- **TEXT EXCERPT**:
+===+

Trials / Completed
CompletedNCT05954013
Advance Care Planning and Care Coordination for People With Parkinson's Disease
Evaluating the Clinical and Cost-effectiveness of a Combined Person-centred Intervention of Advance Care Planning (ACP) and Care Coordination for People With Parkinson's Disease and Their Family Caregiver(s)
- Status
- Completed
- Phase
- N/A
- Study type
- Interventional
- Enrollment
- 189 (actual)
- Sponsor
- Radboud University Medical Center · Academic / Other
- Sex
- All
- Age
- —
- Healthy volunteers
- Accepted
Summary
Background: People with Parkinson's disease (PD), including parkinsonisms, experience complex motor and non-motor symptoms, which become more hindering in the advanced stages of PD. Advance care planning (ACP) enables individuals to define goals and preferences for future medical treatment and serves to ensure that people receive treatment and care that is in line with their preferences during serious chronic illness. The effectiveness of ACP for PD is currently unknown. Methods: The investigators will evaluate the effectiveness of a multicenter, open-label randomized controlled trial, with a parallel group design in seven European countries (Austria, Estonia, Germany, Greece, Italy, Sweden and United Kingdom). The "PD\_Pal intervention" comprises (1) several consultations with a trained nurse who will perform ACP conversations and support care coordination and (2) use of a patient-directed "Parkinson Support Plan-workbook". The intervention group will be compared to a care-as-usual group. Documented ACP-decisions in the medical records/patient's central file assessed at 6 months after baseline will be the primary endpoint. Secondary endpoints include patients' and family caregivers' quality of life, perceived care coordination, patients' symptom burden, and cost-effectiveness. Assessments will take place at baseline, 6 months after baseline and 12 months after baseline. In parallel, we will perform a process evaluation, to understand the feasibility of the intervention. Hypothesis: The investigators hypothesize that the PD\_Pal intervention will result in an increased number of participants with ACP documentation in the medical records/patient's central file, as compared to care-as-usual. Secondly, the investigators expect that, due to the PD\_Pal intervention, patients and their FC will experience better care coordination, better quality of life, a reduced patient symptom burden and the FC will experience a reduction in caregiver burden.

+===+

- **MATERIAL SHOWN**:
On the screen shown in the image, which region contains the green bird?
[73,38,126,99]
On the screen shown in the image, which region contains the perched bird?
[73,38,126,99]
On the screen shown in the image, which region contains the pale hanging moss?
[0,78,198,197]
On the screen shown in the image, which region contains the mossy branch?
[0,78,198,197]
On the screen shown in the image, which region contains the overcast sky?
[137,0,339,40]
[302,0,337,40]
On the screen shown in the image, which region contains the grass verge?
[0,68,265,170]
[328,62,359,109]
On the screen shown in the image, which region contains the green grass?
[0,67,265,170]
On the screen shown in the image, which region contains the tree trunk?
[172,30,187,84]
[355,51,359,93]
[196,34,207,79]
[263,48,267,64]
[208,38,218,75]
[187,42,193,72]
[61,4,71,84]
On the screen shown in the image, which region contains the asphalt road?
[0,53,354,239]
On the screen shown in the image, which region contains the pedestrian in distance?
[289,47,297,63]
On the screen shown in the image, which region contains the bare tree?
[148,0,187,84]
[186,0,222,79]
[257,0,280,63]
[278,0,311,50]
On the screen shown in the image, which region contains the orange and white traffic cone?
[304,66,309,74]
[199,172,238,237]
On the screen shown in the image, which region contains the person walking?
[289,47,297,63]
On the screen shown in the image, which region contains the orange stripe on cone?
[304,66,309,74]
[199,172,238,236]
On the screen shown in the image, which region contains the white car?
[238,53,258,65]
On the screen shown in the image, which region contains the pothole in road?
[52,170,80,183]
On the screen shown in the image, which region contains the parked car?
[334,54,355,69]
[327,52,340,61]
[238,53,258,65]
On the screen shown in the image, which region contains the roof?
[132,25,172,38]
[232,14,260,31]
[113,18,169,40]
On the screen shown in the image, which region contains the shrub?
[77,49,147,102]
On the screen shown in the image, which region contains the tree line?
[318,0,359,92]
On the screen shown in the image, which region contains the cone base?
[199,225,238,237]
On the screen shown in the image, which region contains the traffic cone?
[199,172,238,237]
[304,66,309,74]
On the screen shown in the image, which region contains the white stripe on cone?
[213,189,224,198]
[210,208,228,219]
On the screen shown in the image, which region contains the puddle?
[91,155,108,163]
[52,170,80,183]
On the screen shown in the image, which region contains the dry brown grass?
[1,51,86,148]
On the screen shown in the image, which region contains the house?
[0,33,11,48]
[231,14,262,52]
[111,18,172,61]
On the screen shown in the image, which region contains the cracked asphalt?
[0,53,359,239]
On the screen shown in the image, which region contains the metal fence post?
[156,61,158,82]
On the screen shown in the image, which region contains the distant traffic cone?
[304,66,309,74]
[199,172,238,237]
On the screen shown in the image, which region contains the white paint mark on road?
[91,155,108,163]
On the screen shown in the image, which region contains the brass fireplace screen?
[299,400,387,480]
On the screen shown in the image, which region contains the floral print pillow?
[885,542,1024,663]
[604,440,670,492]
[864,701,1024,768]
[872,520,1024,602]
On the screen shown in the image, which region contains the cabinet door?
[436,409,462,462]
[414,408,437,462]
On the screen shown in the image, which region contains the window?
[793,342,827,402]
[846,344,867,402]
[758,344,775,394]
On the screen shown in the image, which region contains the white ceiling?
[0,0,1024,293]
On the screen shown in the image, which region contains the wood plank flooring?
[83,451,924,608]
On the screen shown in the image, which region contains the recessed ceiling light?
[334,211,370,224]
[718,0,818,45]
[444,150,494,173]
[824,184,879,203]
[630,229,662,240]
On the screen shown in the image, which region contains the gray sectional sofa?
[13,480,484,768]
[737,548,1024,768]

+===+

- **PROBLEM SET**:
1. According to the Parkinson's trial listing, what is the primary endpoint of the study?
2. Reproduce the passage of the Parkinson's trial listing word for word, from "Trials / Completed" up to and including "Their Family Caregiver(s)".

- **SOLUTIONS TO THE PROBLEMS**:
1. The primary endpoint is documented ACP decisions in the medical records or patient's central file, assessed at 6 months after baseline.

2.
Trials / Completed
CompletedNCT05954013
Advance Care Planning and Care Coordination for People With Parkinson's Disease
Evaluating the Clinical and Cost-effectiveness of a Combined Person-centred Intervention of Advance Care Planning (ACP) and Care Coordination for People With Parkinson's Disease and Their Family Caregiver(s)